This pretty darn cool mug is one of the more normal items of the list. A mug alone would be pretty okay, but this particular mug changes its appearance when a hot drink is poured into it. It’s neat, but this is where sanity ends and Kojima Productions’ gradual descent into madness begins.
Death Stranding Merchandise | The slightly stranger items
Léa Seydoux’s character uses some kind of umbrella thing in Death Stranding, so that is supposedly justification enough for selling a branded umbrella. It’s at least tangentially related, right?
Salable products are one thing, but brand deals are an entirely different beast that can lead down dark roads. For some reason, Hideo Kojima saw fit to pen a deal with Monster energy drink to put it in the game as an actual, usable item. Because when you’re in a post-apocalyptic situation where you’re carrying a baby in a jar and are assaulted by the spirits of the dead, you’re gonna need all the caffeine you get to keep moving.
Product placement is just another way to merchandise things, and Kojima Productions didn’t stop with the Monster deal for Death Stranding merchandise. Like the sweet sunglasses used in-game by some of the characters? Well, they were not only designed by J.F. Rey — you’ll also be able to buy the real thing at some point in the future. As far as brand deals go, the margins on designer shades is probably pretty darn good.
━━━━━━━━━━━━━━━━
● YOUR TASK
In the Death Stranding merchandise text, who designed the sunglasses that some characters wear in the game?

● RAW DATA
━━━━━━━━━━━━━━━━
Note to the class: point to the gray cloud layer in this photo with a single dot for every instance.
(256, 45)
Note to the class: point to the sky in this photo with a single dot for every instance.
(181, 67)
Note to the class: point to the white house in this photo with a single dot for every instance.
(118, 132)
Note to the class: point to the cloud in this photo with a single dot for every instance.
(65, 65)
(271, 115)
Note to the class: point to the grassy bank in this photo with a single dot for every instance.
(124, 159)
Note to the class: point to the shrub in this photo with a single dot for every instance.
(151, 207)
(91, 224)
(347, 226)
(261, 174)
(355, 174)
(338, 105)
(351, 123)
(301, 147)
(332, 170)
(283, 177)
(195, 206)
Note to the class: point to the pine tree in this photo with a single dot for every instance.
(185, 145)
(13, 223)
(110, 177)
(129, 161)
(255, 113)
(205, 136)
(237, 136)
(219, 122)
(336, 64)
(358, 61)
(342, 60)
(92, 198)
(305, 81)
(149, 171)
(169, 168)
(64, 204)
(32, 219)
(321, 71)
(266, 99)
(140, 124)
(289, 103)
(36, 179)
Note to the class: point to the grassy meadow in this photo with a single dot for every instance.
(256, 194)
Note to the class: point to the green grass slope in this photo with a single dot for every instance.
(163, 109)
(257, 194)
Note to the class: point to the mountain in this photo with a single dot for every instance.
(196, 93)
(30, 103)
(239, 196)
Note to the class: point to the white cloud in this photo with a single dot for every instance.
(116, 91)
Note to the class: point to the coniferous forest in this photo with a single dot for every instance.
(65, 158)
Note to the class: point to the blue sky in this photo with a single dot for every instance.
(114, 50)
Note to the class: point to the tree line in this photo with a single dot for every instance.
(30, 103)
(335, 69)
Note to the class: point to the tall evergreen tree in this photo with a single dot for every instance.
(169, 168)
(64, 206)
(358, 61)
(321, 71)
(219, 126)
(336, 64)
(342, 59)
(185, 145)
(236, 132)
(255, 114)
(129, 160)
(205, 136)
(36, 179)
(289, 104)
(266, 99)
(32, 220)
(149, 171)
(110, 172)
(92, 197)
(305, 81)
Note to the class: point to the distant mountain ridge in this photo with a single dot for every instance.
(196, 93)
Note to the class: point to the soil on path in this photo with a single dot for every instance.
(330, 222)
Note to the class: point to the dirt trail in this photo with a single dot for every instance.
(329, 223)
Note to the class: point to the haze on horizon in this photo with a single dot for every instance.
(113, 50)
━━━━━━━━━━━━━━━━
● EXPECTED OUTPUT
J.F. Rey